* Begin Items *

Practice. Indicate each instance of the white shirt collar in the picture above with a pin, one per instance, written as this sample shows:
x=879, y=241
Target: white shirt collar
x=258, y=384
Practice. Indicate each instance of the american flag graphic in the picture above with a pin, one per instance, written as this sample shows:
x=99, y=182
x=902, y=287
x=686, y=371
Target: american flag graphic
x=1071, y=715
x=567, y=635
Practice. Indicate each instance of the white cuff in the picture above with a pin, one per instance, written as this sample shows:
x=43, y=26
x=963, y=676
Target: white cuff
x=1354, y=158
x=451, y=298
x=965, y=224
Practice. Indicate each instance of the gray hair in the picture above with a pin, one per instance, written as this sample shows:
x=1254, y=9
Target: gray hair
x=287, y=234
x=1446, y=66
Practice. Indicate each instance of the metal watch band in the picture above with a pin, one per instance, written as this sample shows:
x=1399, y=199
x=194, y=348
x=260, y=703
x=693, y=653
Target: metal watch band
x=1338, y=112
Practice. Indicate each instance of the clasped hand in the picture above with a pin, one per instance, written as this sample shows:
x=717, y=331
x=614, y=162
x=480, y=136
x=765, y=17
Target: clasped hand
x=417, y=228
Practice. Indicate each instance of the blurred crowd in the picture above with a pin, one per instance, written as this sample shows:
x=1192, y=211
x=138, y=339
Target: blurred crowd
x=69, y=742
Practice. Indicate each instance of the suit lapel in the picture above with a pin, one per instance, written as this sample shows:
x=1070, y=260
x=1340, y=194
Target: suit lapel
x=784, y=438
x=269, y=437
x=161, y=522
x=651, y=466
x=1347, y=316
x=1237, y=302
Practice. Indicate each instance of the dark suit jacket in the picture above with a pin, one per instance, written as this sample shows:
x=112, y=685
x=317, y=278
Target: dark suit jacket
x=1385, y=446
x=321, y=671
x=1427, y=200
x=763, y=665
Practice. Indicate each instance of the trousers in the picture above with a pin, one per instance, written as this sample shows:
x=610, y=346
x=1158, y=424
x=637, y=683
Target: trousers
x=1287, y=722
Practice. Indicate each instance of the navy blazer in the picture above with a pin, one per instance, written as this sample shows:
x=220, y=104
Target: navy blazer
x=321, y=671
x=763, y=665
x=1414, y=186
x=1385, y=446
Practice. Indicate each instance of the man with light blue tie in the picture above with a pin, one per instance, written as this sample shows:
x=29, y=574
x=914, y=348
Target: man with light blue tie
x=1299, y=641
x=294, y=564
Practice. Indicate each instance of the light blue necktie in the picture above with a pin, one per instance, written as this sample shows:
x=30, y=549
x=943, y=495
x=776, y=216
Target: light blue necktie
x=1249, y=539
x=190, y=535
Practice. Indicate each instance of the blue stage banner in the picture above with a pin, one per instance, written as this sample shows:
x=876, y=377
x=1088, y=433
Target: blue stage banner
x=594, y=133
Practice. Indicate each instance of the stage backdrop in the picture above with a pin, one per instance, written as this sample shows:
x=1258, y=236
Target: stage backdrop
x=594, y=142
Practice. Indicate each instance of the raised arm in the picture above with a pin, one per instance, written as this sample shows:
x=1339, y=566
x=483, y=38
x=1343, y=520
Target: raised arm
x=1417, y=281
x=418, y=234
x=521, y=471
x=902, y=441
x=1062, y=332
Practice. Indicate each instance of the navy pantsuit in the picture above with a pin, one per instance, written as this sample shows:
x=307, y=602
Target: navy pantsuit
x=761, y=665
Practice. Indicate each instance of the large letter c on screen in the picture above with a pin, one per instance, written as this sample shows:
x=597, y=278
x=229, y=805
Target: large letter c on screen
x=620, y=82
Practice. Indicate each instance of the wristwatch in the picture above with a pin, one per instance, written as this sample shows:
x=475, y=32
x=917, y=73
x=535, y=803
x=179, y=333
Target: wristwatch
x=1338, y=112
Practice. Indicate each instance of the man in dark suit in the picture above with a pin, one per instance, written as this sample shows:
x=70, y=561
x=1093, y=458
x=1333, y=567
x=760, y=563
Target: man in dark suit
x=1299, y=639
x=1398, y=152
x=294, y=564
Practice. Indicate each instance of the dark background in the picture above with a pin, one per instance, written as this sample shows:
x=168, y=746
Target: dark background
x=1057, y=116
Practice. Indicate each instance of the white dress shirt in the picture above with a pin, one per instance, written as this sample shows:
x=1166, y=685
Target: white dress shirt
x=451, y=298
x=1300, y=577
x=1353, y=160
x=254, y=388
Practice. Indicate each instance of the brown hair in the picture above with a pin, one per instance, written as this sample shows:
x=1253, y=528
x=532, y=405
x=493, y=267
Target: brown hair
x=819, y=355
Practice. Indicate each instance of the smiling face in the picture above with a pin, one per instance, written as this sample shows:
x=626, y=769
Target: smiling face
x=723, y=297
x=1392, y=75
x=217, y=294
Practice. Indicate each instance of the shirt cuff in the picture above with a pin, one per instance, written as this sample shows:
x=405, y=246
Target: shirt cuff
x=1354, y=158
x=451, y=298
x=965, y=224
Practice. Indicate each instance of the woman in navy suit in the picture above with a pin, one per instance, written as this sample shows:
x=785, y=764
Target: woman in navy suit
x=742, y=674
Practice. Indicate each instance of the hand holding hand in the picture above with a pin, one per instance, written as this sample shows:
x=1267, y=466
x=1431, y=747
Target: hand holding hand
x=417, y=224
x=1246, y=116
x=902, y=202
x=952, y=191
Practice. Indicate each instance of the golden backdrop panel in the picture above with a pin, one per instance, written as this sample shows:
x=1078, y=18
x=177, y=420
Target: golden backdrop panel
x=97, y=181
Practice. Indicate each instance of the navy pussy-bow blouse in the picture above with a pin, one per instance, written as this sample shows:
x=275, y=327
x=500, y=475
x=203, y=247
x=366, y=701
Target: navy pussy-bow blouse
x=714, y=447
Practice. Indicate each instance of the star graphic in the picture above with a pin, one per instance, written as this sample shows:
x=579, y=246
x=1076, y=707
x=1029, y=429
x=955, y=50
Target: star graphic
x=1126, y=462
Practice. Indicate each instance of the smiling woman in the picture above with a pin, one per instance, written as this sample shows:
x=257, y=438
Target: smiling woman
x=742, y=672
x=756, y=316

* End Items *
* Begin Items *

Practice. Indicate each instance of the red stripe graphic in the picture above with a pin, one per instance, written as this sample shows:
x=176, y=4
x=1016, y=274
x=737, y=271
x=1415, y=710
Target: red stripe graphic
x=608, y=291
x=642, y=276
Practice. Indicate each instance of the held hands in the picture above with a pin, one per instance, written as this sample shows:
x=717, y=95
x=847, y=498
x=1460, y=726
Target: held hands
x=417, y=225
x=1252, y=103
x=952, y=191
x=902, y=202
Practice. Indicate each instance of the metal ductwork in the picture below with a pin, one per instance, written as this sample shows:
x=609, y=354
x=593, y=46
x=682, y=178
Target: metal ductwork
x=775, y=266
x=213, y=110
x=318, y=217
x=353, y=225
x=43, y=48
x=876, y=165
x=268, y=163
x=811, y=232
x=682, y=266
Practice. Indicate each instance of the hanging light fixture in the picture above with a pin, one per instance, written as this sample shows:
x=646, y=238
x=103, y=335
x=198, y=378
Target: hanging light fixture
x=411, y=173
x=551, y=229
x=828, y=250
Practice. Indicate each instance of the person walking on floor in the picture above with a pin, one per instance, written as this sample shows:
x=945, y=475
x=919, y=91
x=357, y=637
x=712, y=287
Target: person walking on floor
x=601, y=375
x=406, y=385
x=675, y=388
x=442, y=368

* End Items *

- [Exercise details]: Please copy out the lines above, unchanged, from the line with "Practice. Indicate each instance of the red" to the line with "x=682, y=266", including both of those lines.

- [Exercise solution]:
Practice. Indicate each instance of the red stripe graphic in the picture above with a pin, one per instance, written as this sample shows:
x=176, y=4
x=1016, y=274
x=737, y=271
x=1415, y=710
Target: red stripe graphic
x=608, y=291
x=642, y=276
Practice. Indicate each instance of the held hands in the picture above with a pin, one per instance, written as this sample shows:
x=717, y=95
x=847, y=498
x=1460, y=726
Target: held hands
x=417, y=225
x=1252, y=103
x=952, y=191
x=902, y=202
Practice. Indicate each instance of the metal ductwork in the picture below with a pin, one per instance, written as this sample shows:
x=609, y=354
x=593, y=46
x=682, y=178
Target: metal ductwork
x=775, y=266
x=213, y=110
x=318, y=217
x=353, y=225
x=43, y=48
x=876, y=165
x=268, y=163
x=811, y=232
x=682, y=266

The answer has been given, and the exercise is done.